%%

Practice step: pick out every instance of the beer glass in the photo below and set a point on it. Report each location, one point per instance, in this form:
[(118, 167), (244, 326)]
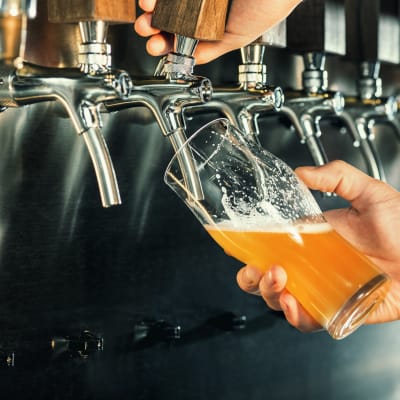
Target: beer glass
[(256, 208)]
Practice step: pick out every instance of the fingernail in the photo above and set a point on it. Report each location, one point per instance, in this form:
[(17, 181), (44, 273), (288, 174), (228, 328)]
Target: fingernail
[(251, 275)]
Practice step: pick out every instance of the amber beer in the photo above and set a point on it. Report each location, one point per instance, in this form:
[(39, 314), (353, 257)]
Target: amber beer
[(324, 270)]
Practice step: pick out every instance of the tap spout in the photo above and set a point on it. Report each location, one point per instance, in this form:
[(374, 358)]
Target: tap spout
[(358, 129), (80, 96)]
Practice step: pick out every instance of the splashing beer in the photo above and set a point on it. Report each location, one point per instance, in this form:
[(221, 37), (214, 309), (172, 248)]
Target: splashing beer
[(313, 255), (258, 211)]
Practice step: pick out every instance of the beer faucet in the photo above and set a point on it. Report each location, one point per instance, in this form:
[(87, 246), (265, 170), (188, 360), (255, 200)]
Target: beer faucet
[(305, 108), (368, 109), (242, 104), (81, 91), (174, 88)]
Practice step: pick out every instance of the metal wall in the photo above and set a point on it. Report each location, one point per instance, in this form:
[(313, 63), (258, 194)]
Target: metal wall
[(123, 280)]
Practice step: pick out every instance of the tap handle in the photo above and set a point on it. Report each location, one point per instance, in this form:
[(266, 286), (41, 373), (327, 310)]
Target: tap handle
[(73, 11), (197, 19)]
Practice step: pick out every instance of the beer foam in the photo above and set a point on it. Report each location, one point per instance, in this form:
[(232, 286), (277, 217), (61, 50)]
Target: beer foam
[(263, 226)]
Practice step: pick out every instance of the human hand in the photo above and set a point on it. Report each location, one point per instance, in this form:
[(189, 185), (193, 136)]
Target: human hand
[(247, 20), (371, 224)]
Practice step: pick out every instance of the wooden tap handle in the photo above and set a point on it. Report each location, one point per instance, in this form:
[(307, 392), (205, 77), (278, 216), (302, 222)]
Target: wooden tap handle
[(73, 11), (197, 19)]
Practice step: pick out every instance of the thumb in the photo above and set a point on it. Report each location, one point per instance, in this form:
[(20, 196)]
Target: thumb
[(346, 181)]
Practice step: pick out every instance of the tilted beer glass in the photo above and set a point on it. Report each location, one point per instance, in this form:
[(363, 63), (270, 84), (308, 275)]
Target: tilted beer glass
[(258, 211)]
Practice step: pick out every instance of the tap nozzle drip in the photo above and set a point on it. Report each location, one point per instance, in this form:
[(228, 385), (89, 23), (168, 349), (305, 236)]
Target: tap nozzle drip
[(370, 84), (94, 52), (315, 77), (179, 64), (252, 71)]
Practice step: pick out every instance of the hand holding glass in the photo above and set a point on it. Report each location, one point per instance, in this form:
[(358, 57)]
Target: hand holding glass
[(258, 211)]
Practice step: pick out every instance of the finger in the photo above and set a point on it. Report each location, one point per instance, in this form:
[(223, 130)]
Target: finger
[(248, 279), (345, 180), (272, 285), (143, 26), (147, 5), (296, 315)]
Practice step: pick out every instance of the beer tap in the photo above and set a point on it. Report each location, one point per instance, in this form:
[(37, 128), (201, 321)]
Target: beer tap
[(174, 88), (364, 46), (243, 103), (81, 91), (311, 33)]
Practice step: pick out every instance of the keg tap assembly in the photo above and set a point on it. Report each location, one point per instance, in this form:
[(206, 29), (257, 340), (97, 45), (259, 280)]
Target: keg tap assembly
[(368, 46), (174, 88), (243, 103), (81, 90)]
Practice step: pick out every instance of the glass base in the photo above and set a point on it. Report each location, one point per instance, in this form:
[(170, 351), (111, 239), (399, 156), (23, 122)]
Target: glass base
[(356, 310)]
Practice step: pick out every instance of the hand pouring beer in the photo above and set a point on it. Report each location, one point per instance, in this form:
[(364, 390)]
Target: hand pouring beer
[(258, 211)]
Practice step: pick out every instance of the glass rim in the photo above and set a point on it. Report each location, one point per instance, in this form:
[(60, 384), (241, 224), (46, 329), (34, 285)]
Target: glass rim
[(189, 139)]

%%

**WORK INSTRUCTIONS:**
Return all of the data above word for word, omitting the pictures.

**SOLUTION TO THE EXERCISE:**
Practice step: pick out every instance of the beer glass in the photo below and set a point on it. Report each location, one point per instance, in this form:
[(118, 167), (244, 326)]
Target: beer glass
[(256, 208)]
Practice step: pick out every instance of the fingernail in the photo above and set a point on it. Report each location, one point per instance, in this form:
[(17, 181), (44, 273), (288, 174), (228, 328)]
Target: fingernail
[(251, 275)]
Practice step: pick out every instance of the amber beer in the photo above and set a point on it. Report each location, one point per instance, in this form:
[(39, 314), (353, 257)]
Target: amber beer
[(324, 270)]
Practice step: pick out every instance of the tap spout in the photo above and set a point on it. Report each location, one point per instance, in this form:
[(374, 358)]
Target: tap spout
[(358, 129), (80, 96)]
Practice step: pick out every instance of the splashing beer in the photo above and set a point on it. Report each location, one point per instance, in this form:
[(221, 37), (214, 309), (172, 248)]
Target: splashing beer
[(313, 255), (258, 211)]
Practice step: pick out every instance of the beer faucet in the photo above and set a point on it. Report each location, one point per instance, in this form:
[(87, 246), (265, 170), (188, 360), (255, 200)]
Target: beer faucet
[(305, 108), (368, 109), (242, 104), (81, 91), (174, 88)]
Practice step: pick out every instance of the metal wall in the photo above and set a point on it. Report each location, one point per instance, in this form:
[(313, 63), (258, 194)]
Target: metal wall
[(123, 280)]
Practice step: pick out every instance of the tap handle in the photo above and set a point on it. Report each location, one point per instance, in this form:
[(266, 286), (41, 373), (327, 310)]
Target: tap handle
[(73, 11), (197, 19)]
Practice step: pick out every instance of the beer foam in the photo above and set a point on it. Report each location, one point per instance, in this form:
[(232, 286), (277, 217), (61, 50)]
Target: beer foam
[(263, 226)]
Practice step: pick out every instance of the human hand in the photo above and set a point on it. Report each location, one point per instance, in this form:
[(189, 185), (193, 136)]
Target: human hand
[(247, 20), (371, 224)]
Practice step: pick out every instance of the wooden tap handle in the photo above and set a point on it. Report each location, one point per instance, in this form:
[(307, 392), (205, 77), (278, 216), (302, 222)]
Target: wooden tap handle
[(73, 11), (197, 19)]
Practice step: pick out every instance of the thumb in the photo above and set a point on it. Report each location, one point per instance, in this form:
[(20, 196)]
Target: thumb
[(346, 181)]
Practice step: pick out every instance of the tilted beer glass in the photo above and set a point on it. Report each location, one point per instance, in this form:
[(363, 63), (270, 84), (308, 275)]
Target: tilted beer glass
[(258, 211)]
Practice step: pick out every instance of the tap nozzle drip in the photo above and set a point on it. Report each location, one point per instance, in this form:
[(228, 385), (89, 23), (168, 349), (305, 236)]
Target: tap nozzle drip
[(370, 84), (94, 52), (315, 77), (179, 64), (252, 71)]
Practice step: pick out every instance of the hand holding glass in the photo above and set a point on it. Report each location, one point per instance, in this form:
[(358, 57)]
Target: hand holding glass
[(258, 211)]
Practice step: pick out every instance of the finger in the photo above and set a point on it. Report each location, one point per instance, in this form:
[(223, 130)]
Target: finger
[(248, 279), (345, 180), (272, 285), (143, 26), (147, 5), (296, 315)]
Practice step: pick out every instance of the beer tap in the photo above and set a point on it. Report each location, one point per instance, in this form:
[(37, 128), (201, 321)]
Target: beer tap
[(174, 88), (364, 46), (243, 103), (81, 91), (311, 33)]
Practice step: pick out every instance of the keg tap assembly in the photo above and set a point on it. Report each location, one point per instance, in this form:
[(206, 29), (257, 340), (97, 45), (259, 280)]
Target: keg tap assembly
[(368, 46), (174, 88), (243, 103), (81, 90)]
Practice step: pick out every instance of the glass base in the photo above and set a point on it. Report each location, one point per instance, in this form:
[(170, 351), (111, 239), (399, 156), (23, 122)]
Target: glass base
[(356, 310)]
Practice step: pick out every instance of the hand pouring beer in the photo above and set a point on it. Report each location, one point per instance, in this form:
[(364, 390)]
Target: hand pouring beer
[(258, 211)]
Practice step: pick out every instance of the glass rim in the photo above and set a point on it. Report each location, one point per instance, in this form:
[(60, 384), (241, 224), (46, 329), (34, 285)]
Target: glass rim
[(189, 139)]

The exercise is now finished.